Contour labeling items:
● ● ● ● ●

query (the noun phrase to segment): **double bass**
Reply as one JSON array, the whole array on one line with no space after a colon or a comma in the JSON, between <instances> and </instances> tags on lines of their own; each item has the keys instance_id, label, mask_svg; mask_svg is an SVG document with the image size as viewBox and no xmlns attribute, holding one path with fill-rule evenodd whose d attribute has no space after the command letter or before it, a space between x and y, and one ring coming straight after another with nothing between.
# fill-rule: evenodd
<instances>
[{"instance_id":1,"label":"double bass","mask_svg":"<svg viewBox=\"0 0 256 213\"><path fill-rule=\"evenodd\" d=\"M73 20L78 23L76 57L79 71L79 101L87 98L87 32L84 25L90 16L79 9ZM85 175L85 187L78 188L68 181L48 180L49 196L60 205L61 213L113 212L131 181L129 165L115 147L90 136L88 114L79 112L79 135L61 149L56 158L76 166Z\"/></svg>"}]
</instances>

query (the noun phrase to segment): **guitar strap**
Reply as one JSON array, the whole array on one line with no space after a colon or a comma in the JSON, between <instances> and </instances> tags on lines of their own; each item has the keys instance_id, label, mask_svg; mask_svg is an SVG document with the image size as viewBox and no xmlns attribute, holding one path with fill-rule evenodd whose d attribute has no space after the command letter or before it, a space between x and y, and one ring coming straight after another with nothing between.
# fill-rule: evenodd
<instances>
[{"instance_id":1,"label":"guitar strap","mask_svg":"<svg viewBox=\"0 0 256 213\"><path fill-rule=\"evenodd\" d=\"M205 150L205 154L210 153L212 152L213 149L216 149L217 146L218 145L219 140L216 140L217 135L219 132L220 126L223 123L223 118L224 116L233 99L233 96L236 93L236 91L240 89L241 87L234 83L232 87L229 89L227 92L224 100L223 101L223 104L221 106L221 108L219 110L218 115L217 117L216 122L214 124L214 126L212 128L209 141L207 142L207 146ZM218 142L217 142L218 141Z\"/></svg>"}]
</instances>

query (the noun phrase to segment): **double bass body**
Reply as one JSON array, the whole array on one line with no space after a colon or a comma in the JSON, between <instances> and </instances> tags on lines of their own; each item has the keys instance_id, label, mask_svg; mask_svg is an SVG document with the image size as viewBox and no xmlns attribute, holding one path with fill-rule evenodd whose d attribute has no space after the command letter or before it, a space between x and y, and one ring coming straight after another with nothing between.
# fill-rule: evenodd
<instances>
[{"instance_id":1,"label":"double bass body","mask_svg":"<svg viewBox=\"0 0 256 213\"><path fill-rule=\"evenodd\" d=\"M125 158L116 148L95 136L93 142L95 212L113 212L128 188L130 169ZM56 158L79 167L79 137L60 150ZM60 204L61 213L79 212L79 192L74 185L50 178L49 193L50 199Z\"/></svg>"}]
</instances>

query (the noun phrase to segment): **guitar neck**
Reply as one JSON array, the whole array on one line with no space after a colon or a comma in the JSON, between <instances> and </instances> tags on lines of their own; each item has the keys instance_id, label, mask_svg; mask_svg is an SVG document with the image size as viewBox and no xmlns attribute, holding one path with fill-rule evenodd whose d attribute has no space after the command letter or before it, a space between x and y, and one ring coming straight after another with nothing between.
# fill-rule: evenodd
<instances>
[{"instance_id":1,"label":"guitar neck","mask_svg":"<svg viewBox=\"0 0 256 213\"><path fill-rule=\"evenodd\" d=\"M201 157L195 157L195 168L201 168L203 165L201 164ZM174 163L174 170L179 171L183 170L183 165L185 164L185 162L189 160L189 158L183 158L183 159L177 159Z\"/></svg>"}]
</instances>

● ● ● ● ●

◆ **AIM**
Render all of the records above as a numbered list of their lines, omitting any blank lines.

◆ **RESULT OF THIS TASK**
1. query (the noun phrase to segment): **double bass**
2. Reply as one JSON array, the whole array on one line with no space after a colon or a comma in the JSON, between <instances> and </instances> tags on lines of their own; each item has the keys instance_id, label, mask_svg; mask_svg is an SVG document with the image size as viewBox and no xmlns attribute, holding one path with fill-rule evenodd whose d attribute has no space after the command letter or before it, a space between x and y, and one ring coming straight after another with nothing between.
3. # fill-rule: evenodd
4. <instances>
5. [{"instance_id":1,"label":"double bass","mask_svg":"<svg viewBox=\"0 0 256 213\"><path fill-rule=\"evenodd\" d=\"M73 20L78 23L76 57L79 71L79 101L87 98L87 32L84 25L90 16L79 9ZM85 175L85 187L78 188L68 181L48 180L49 196L60 205L61 213L113 212L131 181L129 165L115 147L90 136L88 114L79 112L79 135L61 149L56 158L76 166Z\"/></svg>"}]
6. </instances>
7. query (the noun phrase to segment): **guitar strap**
8. Reply as one JSON array, the whole array on one line with no space after a colon or a comma in the JSON, between <instances> and </instances> tags on lines of their own; each item has the keys instance_id, label, mask_svg; mask_svg is an SVG document with the image size as viewBox and no xmlns attribute, holding one path with fill-rule evenodd whose d attribute has no space after the command letter or before it, a space between x and y, and one ring coming straight after another with nothing between.
9. # fill-rule: evenodd
10. <instances>
11. [{"instance_id":1,"label":"guitar strap","mask_svg":"<svg viewBox=\"0 0 256 213\"><path fill-rule=\"evenodd\" d=\"M205 150L205 154L210 153L212 152L213 149L216 149L217 146L218 145L219 140L216 140L217 135L219 132L220 126L223 123L223 118L224 116L233 99L233 96L236 93L236 91L240 89L241 87L234 83L232 87L229 89L227 92L224 100L223 101L223 104L221 106L221 108L219 110L218 115L217 117L216 122L214 124L214 126L212 128L209 141L207 142L207 146ZM218 142L217 142L218 141Z\"/></svg>"}]
12. </instances>
13. query (the noun phrase to segment): **double bass body**
14. Reply as one JSON array, the whole array on one line with no space after a colon or a comma in the JSON, between <instances> and </instances> tags on lines of their own; each item has the keys instance_id, label, mask_svg; mask_svg is an SVG document with the image size as viewBox and no xmlns attribute, holding one path with fill-rule evenodd whose d attribute has no space after the command letter or before it, a space between x and y, and one ring coming straight after another with nothing between.
15. # fill-rule: evenodd
16. <instances>
17. [{"instance_id":1,"label":"double bass body","mask_svg":"<svg viewBox=\"0 0 256 213\"><path fill-rule=\"evenodd\" d=\"M125 158L116 148L95 136L93 142L95 212L113 212L128 188L130 169ZM56 158L79 167L79 137L60 150ZM60 204L61 213L79 212L79 192L74 185L50 178L49 193L50 199Z\"/></svg>"}]
18. </instances>
19. query (the noun phrase to segment): **guitar neck**
20. Reply as one JSON array, the whole array on one line with no space after a colon or a comma in the JSON, between <instances> and </instances> tags on lines of their own; each item has the keys instance_id, label, mask_svg; mask_svg is an SVG document with the image size as viewBox and no xmlns attribute, holding one path with fill-rule evenodd whose d attribute has no space after the command letter or before it, a space between x and y, and one ring coming straight after another with nothing between.
21. # fill-rule: evenodd
22. <instances>
23. [{"instance_id":1,"label":"guitar neck","mask_svg":"<svg viewBox=\"0 0 256 213\"><path fill-rule=\"evenodd\" d=\"M201 157L195 157L195 168L201 168L203 165L201 164ZM174 163L174 170L179 171L183 170L183 165L185 164L185 162L189 160L189 158L183 158L183 159L177 159Z\"/></svg>"}]
24. </instances>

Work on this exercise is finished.